*Assignment*. Set down all of the entries precisely as they were written.

*Working data*.
##########

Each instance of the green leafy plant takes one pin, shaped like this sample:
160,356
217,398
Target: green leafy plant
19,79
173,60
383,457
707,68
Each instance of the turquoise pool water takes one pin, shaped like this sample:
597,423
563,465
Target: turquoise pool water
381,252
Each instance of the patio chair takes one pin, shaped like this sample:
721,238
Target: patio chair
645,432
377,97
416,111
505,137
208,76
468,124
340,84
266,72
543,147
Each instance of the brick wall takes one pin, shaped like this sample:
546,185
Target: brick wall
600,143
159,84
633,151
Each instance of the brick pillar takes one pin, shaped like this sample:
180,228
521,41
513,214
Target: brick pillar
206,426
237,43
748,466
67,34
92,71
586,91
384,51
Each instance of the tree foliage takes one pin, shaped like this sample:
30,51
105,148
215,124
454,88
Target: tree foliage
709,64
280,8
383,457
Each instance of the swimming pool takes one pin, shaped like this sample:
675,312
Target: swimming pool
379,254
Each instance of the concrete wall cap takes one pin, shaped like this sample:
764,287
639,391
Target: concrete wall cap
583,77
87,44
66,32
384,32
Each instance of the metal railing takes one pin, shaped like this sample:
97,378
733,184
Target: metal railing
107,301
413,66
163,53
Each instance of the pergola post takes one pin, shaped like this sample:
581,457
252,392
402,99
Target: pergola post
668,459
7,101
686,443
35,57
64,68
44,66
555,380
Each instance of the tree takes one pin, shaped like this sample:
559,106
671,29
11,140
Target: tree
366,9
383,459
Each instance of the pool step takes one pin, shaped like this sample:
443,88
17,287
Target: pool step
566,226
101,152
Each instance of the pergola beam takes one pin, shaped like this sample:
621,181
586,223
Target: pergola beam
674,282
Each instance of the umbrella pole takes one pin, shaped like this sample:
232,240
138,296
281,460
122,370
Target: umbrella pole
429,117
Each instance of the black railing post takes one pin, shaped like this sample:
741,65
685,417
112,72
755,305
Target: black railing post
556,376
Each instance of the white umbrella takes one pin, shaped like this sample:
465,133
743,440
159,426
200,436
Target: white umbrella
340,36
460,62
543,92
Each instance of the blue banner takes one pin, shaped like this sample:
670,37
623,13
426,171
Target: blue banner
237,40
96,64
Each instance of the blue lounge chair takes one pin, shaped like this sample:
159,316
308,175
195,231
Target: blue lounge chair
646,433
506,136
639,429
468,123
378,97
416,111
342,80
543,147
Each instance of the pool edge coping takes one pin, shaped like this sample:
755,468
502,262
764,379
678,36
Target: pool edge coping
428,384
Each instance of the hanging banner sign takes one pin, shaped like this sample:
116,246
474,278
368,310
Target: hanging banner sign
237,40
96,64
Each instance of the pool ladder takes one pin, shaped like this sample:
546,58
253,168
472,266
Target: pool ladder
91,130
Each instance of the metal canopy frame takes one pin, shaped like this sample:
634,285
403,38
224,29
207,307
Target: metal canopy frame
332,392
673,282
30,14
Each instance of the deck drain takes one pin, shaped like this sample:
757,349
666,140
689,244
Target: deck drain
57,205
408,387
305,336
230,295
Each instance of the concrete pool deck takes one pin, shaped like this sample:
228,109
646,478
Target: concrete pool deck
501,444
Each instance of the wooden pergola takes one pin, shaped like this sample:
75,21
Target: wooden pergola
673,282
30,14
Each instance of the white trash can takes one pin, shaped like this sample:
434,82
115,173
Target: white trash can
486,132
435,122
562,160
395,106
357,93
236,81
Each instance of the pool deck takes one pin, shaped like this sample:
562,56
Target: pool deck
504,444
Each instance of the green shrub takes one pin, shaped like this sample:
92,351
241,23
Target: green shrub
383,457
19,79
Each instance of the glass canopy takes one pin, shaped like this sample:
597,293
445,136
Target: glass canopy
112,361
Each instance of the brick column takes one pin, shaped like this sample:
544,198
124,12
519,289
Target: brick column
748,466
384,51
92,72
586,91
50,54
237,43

##########

*Task answer*.
Each instance of the green leafy plant takes one pin, shaped like this sample:
160,356
217,398
Target: green leafy plant
19,79
173,60
383,457
707,68
Each instance of the turquoise pool water takes one pin, shaped like this sample:
597,423
563,465
Target: turquoise pool water
381,252
Each instance of the patio chair takes one pin, shaped like this sample:
721,238
Target: patio chair
645,432
377,97
416,111
505,137
208,76
468,124
340,84
266,72
543,147
Each instance of the brick wall takes one pin, shaped like this sample:
546,185
Target: brick wall
600,143
159,84
633,151
Each instance of the brick pillar takes one pin, shaped like this sample:
180,228
521,41
513,214
Target: brick pillar
206,426
237,43
748,466
67,34
92,71
586,91
384,51
Each instance of the tree foliage takes one pin, shaped like this sample:
30,51
105,148
215,124
454,88
Target: tree foliage
709,64
280,8
383,457
Each instance of the swimming pool takes one pin, shaped like this sample:
675,312
Target: swimming pool
379,254
Each instance of the concrete wall cap takes one pin, shaped like this sample:
764,287
639,391
Target: concrete wall cap
583,77
87,44
66,32
384,32
Each instance of the metal railing takes one pin, shaped like this sample:
97,378
733,184
Target: metal railing
107,301
413,66
163,53
Each instance of the pergola post takes one pin, shaped like this sample:
581,457
252,392
402,99
Target: pergola post
668,459
7,101
686,443
35,57
64,68
44,66
555,380
Each instance of the tree takes one pin, shaped like this sample:
559,106
671,29
11,140
Target: tree
366,9
383,459
Each instance of the pool step takes one pin, shaped like this sample:
443,88
17,287
Target: pool step
566,226
101,152
Each instance of the pergola beam takes one pin, shaped like this sample:
621,181
586,223
Target: pergola beam
674,282
Each instance of the umbrella pole takes one pin, shaped like this sample:
232,240
138,296
281,460
122,370
Target: umbrella pole
429,117
Each instance of the black railing post takes one pin, shaped like this sample:
741,65
685,417
112,72
755,305
Target: black railing post
556,376
Each instance of the white umbrella takes one pin, shaped like this sample:
465,133
743,440
159,426
200,436
Target: white umbrella
340,36
460,62
543,92
Each instance of the blue banner takes one pin, shaped like this sample:
670,37
623,13
426,171
Target: blue banner
237,40
96,64
Each instance of the blue lounge chair takes one pin, shaped like this sample:
159,316
308,175
195,231
Target: blue lounge chair
646,433
506,136
639,429
468,123
378,97
416,111
342,80
543,147
Each instance of the pool edge coping takes one pin, shaped like this sample:
755,468
502,262
764,379
678,36
Target: pool edge coping
428,384
Each instance of the hanging banner sign takes one pin, shaped like this sample:
116,246
474,278
368,310
Target: hanging banner sign
237,40
96,64
Each instance of the pool ladder takes one pin, shaped like this sample:
546,58
253,168
472,266
Target: pool ladder
91,130
Each instance of the metal canopy frame takes one pin, shaped like this sample:
634,285
403,38
224,29
207,307
Target: metal canopy frame
332,392
673,282
30,14
Each instance of the deck drain takes one pin, shaped like this sample:
757,349
666,140
689,244
Target: deck drain
57,205
408,387
305,336
230,295
Each instance of the concrete pool deck takes one pin, shaped like this sample:
228,109
646,478
Target: concrete pool deck
501,444
Each instance of the wooden pergola takes one pin, shaped like this sample:
75,21
Target: wooden pergola
673,282
30,14
Each instance of the white trash can takes one pin, shaped like this sample:
434,82
115,173
Target: white trash can
486,132
435,122
562,160
395,106
357,93
236,81
Each instance of the pool deck takes one pin, shaped like this sample:
562,56
Target: pool deck
504,444
Each instance of the green shrub takes one pin, shaped like this sample:
92,351
241,23
Target: green shrub
383,457
19,79
Each instance of the glass canopy takes one pin, shaped like this sample:
597,293
445,136
Target: glass canopy
112,361
Each instance of the brick column takes one pin, shaped like this sample:
544,198
124,12
519,289
Target: brick column
748,466
384,51
92,72
586,91
50,54
237,43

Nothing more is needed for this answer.